▸ **Job**
Print verbatim the lines of the entries from the one containing "# test: locate() returns one point per instance of the foliage" to the last, inclusive, and no others.

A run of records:
↓↓↓

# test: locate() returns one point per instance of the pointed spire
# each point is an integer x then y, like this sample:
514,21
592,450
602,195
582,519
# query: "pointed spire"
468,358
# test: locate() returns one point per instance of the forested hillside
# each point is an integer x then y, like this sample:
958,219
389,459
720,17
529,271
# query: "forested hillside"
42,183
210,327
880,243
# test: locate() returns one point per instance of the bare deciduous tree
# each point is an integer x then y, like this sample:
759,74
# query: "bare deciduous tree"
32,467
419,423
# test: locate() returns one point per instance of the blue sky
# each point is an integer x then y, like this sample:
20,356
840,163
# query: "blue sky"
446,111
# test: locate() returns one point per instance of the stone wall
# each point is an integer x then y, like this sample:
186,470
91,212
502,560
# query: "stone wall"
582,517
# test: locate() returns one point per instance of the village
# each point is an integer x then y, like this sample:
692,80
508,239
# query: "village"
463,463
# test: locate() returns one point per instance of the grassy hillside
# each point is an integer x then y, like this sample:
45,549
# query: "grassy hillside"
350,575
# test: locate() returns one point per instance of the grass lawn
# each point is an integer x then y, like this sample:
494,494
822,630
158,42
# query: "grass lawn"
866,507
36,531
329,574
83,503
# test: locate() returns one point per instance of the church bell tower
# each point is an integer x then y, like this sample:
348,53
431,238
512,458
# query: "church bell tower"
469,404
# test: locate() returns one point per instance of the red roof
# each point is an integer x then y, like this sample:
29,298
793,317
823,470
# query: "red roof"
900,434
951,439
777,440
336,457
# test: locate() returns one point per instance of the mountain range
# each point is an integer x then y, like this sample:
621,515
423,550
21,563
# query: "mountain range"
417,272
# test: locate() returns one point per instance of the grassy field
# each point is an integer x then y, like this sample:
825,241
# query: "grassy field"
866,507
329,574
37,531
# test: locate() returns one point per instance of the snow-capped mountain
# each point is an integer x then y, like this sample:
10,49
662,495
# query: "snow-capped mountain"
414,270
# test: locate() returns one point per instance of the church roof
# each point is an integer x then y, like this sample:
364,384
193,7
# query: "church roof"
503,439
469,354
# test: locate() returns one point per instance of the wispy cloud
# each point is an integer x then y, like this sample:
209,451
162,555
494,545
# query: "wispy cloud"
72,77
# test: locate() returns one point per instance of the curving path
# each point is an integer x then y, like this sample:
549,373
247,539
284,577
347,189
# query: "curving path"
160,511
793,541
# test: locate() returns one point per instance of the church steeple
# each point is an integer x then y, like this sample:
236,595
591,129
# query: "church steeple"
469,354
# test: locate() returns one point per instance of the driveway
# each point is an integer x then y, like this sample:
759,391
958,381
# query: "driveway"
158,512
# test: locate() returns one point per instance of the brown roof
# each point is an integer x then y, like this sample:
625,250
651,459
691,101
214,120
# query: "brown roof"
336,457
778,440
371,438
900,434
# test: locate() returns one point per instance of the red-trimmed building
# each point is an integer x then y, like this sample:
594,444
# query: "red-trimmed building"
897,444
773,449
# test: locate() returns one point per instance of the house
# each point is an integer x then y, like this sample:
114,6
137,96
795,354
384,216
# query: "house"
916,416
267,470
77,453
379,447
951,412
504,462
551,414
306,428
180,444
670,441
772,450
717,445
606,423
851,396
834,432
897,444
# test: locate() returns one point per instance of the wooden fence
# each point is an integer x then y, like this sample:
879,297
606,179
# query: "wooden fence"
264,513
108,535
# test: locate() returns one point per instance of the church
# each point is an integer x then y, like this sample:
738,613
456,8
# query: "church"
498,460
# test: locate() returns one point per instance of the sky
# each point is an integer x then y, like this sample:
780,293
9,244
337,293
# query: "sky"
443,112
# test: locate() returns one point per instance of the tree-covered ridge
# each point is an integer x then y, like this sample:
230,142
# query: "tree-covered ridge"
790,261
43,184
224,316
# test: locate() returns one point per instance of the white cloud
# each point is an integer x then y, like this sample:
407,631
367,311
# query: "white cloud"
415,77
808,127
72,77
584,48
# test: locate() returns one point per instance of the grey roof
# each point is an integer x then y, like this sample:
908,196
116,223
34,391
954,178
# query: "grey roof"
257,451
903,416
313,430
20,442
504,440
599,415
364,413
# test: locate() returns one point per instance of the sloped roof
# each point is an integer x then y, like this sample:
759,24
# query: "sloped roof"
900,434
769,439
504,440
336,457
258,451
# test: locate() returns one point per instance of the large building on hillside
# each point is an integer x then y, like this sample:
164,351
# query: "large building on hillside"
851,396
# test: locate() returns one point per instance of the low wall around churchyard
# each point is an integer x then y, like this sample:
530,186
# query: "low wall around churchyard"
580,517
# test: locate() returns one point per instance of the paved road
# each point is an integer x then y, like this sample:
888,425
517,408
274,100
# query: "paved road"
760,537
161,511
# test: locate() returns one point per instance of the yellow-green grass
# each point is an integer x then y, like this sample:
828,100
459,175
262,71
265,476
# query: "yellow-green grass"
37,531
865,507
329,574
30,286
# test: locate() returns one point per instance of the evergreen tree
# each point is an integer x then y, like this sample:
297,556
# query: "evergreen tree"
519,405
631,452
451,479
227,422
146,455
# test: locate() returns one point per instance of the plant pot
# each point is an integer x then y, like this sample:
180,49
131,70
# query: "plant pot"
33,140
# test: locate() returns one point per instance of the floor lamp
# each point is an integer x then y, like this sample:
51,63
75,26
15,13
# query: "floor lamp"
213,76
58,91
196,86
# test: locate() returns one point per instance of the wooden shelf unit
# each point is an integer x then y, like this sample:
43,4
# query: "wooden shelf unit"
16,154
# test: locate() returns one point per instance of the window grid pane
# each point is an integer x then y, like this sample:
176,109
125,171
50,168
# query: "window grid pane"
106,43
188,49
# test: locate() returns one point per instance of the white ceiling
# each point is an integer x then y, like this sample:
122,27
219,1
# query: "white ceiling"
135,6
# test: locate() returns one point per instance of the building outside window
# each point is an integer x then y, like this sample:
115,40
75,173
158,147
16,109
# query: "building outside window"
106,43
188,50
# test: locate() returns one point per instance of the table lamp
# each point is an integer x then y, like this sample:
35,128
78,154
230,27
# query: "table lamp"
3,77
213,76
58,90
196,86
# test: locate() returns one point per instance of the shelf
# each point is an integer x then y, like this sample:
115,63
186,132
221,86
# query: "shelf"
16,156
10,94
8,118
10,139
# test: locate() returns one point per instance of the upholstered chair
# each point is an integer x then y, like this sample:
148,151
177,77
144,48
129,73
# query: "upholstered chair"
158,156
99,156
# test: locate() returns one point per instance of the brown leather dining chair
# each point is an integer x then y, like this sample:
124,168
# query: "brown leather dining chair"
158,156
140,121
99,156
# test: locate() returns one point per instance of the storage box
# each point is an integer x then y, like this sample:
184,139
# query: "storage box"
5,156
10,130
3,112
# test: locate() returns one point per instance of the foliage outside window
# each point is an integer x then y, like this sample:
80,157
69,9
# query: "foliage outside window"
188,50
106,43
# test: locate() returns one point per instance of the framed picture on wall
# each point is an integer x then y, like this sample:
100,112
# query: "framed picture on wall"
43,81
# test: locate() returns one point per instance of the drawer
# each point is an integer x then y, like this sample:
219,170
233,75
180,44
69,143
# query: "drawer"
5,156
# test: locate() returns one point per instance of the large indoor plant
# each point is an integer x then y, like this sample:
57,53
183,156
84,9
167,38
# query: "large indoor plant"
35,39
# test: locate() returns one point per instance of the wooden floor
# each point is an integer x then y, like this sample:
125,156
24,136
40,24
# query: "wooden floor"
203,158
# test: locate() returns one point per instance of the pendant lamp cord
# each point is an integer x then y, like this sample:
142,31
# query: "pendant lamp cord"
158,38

↑↑↑

▸ **Answer below**
# test: locate() returns one point per instance of the foliage outside window
# each point is an integer x then y, like this sample:
80,157
69,9
# query: "foliage outside window"
188,50
106,43
# test: locate() returns one point per instance of the framed picture on wall
# each point is an integer x then y, like this sample:
100,112
# query: "framed picture on wall"
43,81
# test: locate() returns one point per instance of the drawer
# each point is an integer x then y, like this sample:
219,170
233,75
180,44
69,143
# query: "drawer"
5,156
# test: locate() returns one point per instance of the large indoor plant
# each point is an integer x then y, like this sample:
57,53
183,156
84,9
167,38
# query: "large indoor plant"
35,39
# test: locate() returns one point per instance of the wooden floor
# each point is an integer x then y, like this sample:
125,156
24,136
40,24
# query: "wooden floor"
203,158
# test: locate() returns one point per instance of the pendant lamp cord
# each point is an integer x then y, like this sample:
142,31
# query: "pendant lamp cord"
158,38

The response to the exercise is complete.